[Pointing dataset records]
▼▼▼
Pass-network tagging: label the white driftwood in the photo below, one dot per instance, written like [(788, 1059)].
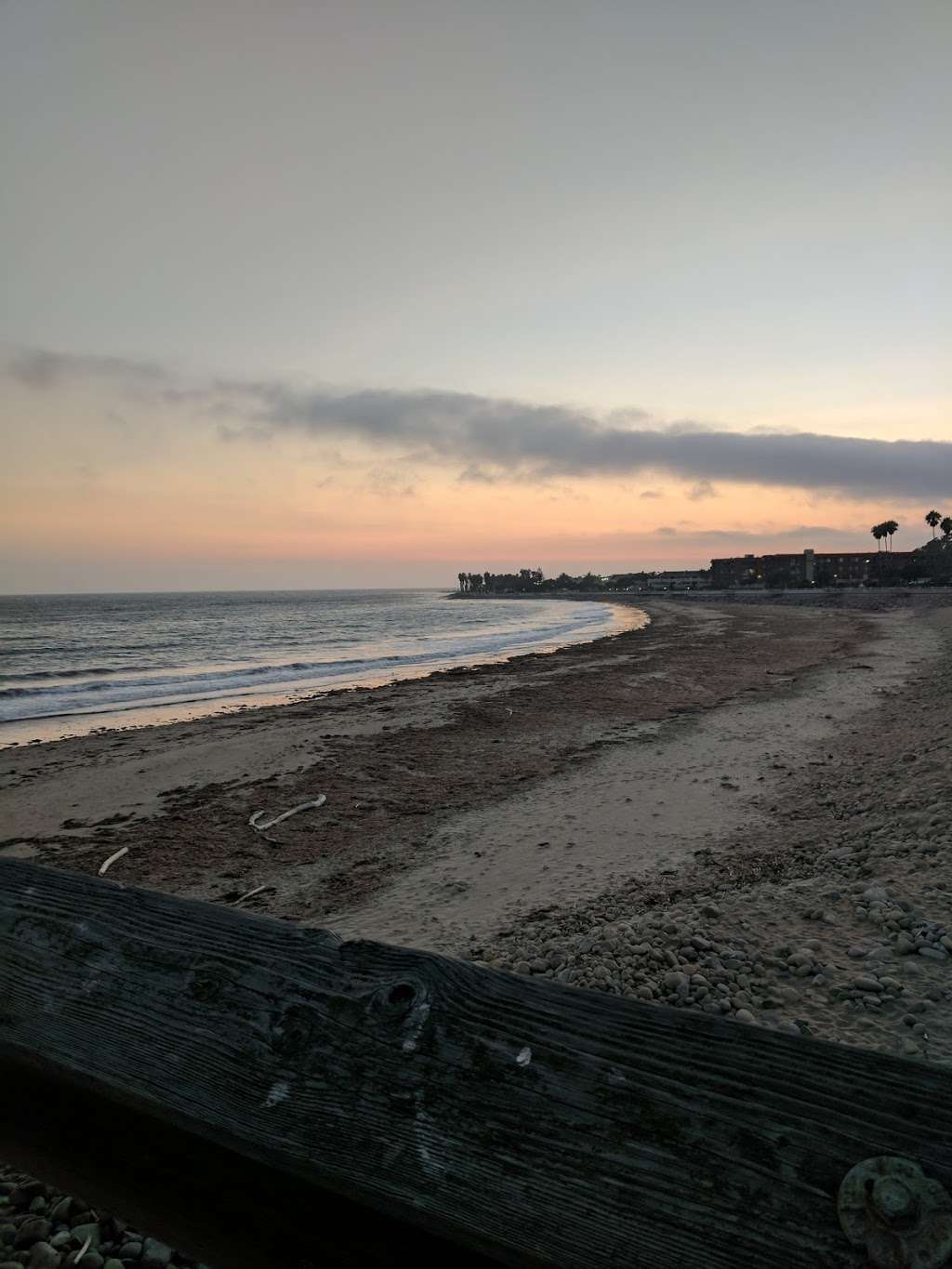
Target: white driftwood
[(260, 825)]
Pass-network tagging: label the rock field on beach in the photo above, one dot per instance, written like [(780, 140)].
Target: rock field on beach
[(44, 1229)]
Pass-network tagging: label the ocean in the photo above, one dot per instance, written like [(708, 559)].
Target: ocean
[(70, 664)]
▲▲▲
§ Problem requirements
Rewrite everything from the line containing "Pass-network tagging: label the ocean" down to the end of the data, increasing each coordinate in the answers by 23. Keep the requests and their format samples unchanged.

§ Full output
Pass-network tagging: label the ocean in the photo above, one dot per instance, written like [(708, 559)].
Target: ocean
[(93, 687)]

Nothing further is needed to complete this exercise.